ENTRIES SUPPLIED.
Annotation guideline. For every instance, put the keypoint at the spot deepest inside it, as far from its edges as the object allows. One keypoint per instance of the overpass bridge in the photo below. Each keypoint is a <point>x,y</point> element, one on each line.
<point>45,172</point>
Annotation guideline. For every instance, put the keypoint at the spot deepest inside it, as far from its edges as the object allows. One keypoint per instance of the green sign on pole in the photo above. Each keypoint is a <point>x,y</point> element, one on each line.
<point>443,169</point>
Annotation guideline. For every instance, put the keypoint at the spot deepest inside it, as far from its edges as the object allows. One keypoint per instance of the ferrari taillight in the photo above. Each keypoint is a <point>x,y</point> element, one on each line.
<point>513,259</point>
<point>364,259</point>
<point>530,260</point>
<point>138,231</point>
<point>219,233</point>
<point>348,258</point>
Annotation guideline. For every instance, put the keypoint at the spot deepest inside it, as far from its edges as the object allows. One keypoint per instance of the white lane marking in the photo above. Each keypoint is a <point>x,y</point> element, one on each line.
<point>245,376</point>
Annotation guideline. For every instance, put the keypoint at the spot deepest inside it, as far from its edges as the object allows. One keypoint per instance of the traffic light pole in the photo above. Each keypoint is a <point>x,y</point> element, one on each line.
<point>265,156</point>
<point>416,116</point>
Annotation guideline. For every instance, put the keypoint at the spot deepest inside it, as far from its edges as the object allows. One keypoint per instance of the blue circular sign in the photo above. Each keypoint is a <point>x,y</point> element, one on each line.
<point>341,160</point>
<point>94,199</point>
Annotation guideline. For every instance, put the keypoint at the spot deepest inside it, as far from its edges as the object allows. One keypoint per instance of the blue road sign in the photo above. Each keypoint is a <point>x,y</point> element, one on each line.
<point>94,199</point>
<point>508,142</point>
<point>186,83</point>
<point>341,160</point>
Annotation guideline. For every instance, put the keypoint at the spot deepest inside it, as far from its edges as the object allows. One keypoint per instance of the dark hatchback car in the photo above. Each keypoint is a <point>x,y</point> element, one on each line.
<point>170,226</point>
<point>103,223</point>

SET TASK. Can you express every line of the listing above as a JSON list of strings, one string per line, with blank lines left out?

FINAL ANSWER.
[
  "Annotation guideline. For every instance, put the keypoint at the spot deepest inside it, as far from its edges as the object allows. One keypoint per instance of the overpass bridge in the photo below. Each keypoint is a <point>x,y</point> element, one on each line.",
  "<point>45,172</point>",
  "Annotation guideline. For every instance, put the keypoint at the spot deepest inside it, as far from its edges as the object allows. One keypoint per instance of the green sign on pole in the photo above. Each keypoint is a <point>x,y</point> element, one on each line.",
  "<point>443,169</point>",
  "Annotation guideline. For every instance, put the keypoint at the spot deepest inside it, as far from its edges as the object allows. One keypoint per instance of the ferrari taillight in the photo above. Each keypoint is a <point>x,y</point> element, one on each line.",
  "<point>513,259</point>",
  "<point>364,259</point>",
  "<point>530,260</point>",
  "<point>138,231</point>",
  "<point>219,233</point>",
  "<point>348,258</point>",
  "Annotation guideline. For every instance, put the keypoint at the spot deepest inside it, as far from its edges as the object allows. One keypoint per instance of the white lane marking in the photo above. Each keypoint is a <point>x,y</point> element, one on each line.",
  "<point>245,376</point>",
  "Annotation guideline. For every instance, put the keypoint at the spot deepest inside it, as far from its edges as the object allows. One keypoint per instance of the traffic light pole in the photo above. Each keypoint is a <point>x,y</point> element, one on each line.",
  "<point>265,156</point>",
  "<point>416,116</point>",
  "Annotation guideline. For every instance, put the keypoint at the spot deepest inside it, as far from its edges as the object allows. One keypoint per instance of the blue circular sign in the photo above. Each keypoint is a <point>x,y</point> element, one on each line.",
  "<point>341,160</point>",
  "<point>94,199</point>",
  "Annotation guideline. For every instance, put the keypoint at the spot deepest inside it, as far from its edges as the object allows. One keypoint per instance of the blue road sign in the photo above. Each keypoint is a <point>x,y</point> element, one on each line.",
  "<point>94,199</point>",
  "<point>508,142</point>",
  "<point>186,83</point>",
  "<point>341,160</point>",
  "Annotation guideline. For every instance, put the keypoint at the spot deepest inside it, as far from its edges as the object allows. One keypoint per instance of the dark hatchback car in the photo above. Each keypoint is a <point>x,y</point> element, one on each line.",
  "<point>170,226</point>",
  "<point>103,223</point>"
]